Task directions -
Repeat all of the records verbatim.
------ Exercise material ------
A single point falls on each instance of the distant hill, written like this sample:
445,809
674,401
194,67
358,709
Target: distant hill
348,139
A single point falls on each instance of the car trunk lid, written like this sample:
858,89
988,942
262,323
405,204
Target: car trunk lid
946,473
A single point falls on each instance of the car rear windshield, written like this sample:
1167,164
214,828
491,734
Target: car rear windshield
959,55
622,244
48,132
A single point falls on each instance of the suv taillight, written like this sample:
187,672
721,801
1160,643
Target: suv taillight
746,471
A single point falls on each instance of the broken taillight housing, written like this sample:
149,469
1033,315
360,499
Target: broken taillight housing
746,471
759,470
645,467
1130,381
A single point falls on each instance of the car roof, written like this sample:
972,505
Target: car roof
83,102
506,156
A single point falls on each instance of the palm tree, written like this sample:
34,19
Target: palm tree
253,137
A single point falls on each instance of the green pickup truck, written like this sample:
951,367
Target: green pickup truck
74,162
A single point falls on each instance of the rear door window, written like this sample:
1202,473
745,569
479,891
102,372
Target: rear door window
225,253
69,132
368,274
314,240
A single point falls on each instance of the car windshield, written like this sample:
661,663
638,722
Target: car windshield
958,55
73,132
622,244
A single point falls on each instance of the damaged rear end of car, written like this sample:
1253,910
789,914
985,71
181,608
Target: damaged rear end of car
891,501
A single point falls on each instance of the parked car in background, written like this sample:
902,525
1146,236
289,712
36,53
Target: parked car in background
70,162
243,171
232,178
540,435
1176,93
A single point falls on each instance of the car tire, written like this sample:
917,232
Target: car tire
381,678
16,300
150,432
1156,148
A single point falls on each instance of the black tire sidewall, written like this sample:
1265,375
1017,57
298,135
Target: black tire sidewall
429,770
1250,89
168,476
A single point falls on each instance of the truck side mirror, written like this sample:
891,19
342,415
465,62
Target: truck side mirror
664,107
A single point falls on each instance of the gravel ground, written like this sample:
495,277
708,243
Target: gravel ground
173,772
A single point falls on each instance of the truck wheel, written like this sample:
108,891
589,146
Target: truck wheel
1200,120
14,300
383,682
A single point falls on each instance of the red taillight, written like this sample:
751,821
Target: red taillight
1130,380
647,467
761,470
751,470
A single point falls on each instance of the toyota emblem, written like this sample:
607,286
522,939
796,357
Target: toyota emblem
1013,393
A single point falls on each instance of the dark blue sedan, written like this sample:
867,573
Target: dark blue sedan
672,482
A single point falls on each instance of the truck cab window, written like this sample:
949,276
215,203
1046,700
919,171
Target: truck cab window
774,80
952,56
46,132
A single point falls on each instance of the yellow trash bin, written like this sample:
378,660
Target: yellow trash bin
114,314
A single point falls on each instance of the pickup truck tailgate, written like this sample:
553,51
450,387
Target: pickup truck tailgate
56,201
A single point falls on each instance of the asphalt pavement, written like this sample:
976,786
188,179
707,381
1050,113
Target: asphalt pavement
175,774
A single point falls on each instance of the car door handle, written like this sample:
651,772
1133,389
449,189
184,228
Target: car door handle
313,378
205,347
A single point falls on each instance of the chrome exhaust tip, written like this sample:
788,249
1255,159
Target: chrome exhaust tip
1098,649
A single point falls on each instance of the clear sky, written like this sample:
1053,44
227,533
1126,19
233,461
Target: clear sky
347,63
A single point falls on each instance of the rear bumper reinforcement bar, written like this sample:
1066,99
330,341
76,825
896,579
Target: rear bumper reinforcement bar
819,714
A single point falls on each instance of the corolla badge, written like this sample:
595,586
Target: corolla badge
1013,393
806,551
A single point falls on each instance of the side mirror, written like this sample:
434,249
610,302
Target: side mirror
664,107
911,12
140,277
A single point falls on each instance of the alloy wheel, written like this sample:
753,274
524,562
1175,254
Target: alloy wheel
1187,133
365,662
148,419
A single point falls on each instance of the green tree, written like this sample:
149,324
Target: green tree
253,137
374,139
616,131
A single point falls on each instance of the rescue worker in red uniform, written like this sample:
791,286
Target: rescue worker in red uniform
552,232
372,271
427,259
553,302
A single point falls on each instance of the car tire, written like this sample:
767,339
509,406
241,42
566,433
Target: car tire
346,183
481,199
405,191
------
Answer to this task -
A single point falls on each instance of the distant hill, written like this sample:
445,809
674,401
194,67
358,709
Target: distant hill
348,139
A single point falls on each instance of the car trunk lid, written like this sample:
858,89
988,942
262,323
405,204
Target: car trunk lid
946,473
A single point falls on each instance of the car rear windshield, written like this sample:
1167,164
214,828
491,734
Target: car rear windshield
959,55
622,244
48,132
A single point falls on each instance of the suv taillight, written like this sample:
187,672
721,801
1160,643
Target: suv taillight
746,471
A single point falls on each instance of the broken taillight housing, written like this sample:
149,469
1033,315
360,499
Target: broken taillight housing
746,471
759,470
645,467
1130,381
A single point falls on each instance of the car roof, written like this sample:
972,505
Target: car roof
83,102
506,156
A single point falls on each instance of the palm tree, written like this sample:
34,19
Target: palm tree
253,137
A single point falls on each instance of the green pickup truck, written like this sample:
951,367
Target: green pickup truck
74,162
A single point falls on each instance of the rear door window, written like this sample:
1202,473
745,569
479,891
102,372
Target: rear door window
225,253
69,132
368,274
314,240
A single point falls on each instance of the car windshield, written like this sample:
661,663
638,722
Target: car windshield
958,55
73,132
622,244
A single point falls on each instance of the damaged rear end of car, written like this sample:
1253,910
789,914
985,71
181,608
Target: damaged rear end of car
891,501
A single point falls on each instance of the parked car in background, written like this sample:
902,525
1146,236
289,712
36,53
Target: parked car in background
70,162
243,171
232,178
540,435
1176,93
A single point falls on each instance of the car tire, written like this sample:
917,232
Target: car tire
381,678
16,300
150,432
1156,148
A single point falls on each instance of the black tire sidewall, written like this sample:
1265,375
1017,57
298,135
Target: black tire sidewall
429,770
1250,89
168,476
A single point falls on each instance of the truck side mirror, written like this sample:
891,19
342,415
465,62
Target: truck side mirror
664,107
A single point falls on each instance of the gravel ground, written like this sample:
495,277
708,243
Target: gravel ground
173,772
A single point falls on each instance of the truck wheel, written like this sample:
108,891
589,146
Target: truck wheel
1200,120
14,300
383,682
A single point falls on each instance of the red taillight, written like this sample:
751,821
Target: red taillight
1130,380
647,467
761,470
751,470
A single point falls on each instance of the toyota emblem, written like this sample:
607,286
522,939
796,357
Target: toyota emblem
1013,393
A single point falls on each instance of the dark blue sedan, written like this sample:
867,573
Target: dark blue sedan
672,482
A single point falls on each instance of the truck cab window, written like this sample:
949,276
215,203
1046,700
919,171
Target: truck cab window
774,80
952,56
46,132
A single point falls on each instance of the yellow trash bin, written like this sample:
378,660
Target: yellow trash bin
114,314
A single point falls on each instance of the pickup truck tailgate, written like this sample:
553,51
450,387
Target: pickup truck tailgate
56,201
A single point falls on each instance of the asphalt pavement, written like this sample:
976,786
188,179
707,381
1050,113
Target: asphalt pavement
175,774
A single point falls on each instance of the car door handle, written like this sample:
651,772
1133,389
449,189
184,228
Target: car door handle
313,378
205,347
A single point falls on each instance of the chrome exhaust tip, written like this sample:
788,249
1255,159
Target: chrome exhaust tip
1098,649
A single point falls on each instance of the clear sky, written like this sample:
1053,44
227,533
1126,19
233,461
Target: clear sky
347,63
A single point falls on each instance of the rear bumper reinforcement bar, written like this sample:
1066,99
330,341
76,825
896,579
Target: rear bumper reinforcement bar
819,714
A single point falls on each instance of the corolla badge, written like this sample:
595,586
Target: corolla badge
1013,393
806,551
A single point falls on each instance of the side mirror, written like this sample:
434,249
610,302
Target: side mirror
664,107
911,12
140,277
A single point falls on each instance of the alloy wheel, written like this sample:
753,274
524,562
1175,254
Target: alloy wheel
1187,133
365,662
148,419
A single point falls on each instance of the green tree, written like this sample:
149,324
Target: green tree
253,137
374,139
616,131
A single point falls on each instance of the rescue worker in red uniform, written like this sample:
791,286
Target: rescue worker in red uniform
552,232
372,271
427,259
553,302
A single point falls on each instance of the car tire, written like this sample:
767,339
509,406
241,42
566,433
Target: car tire
346,183
481,199
405,191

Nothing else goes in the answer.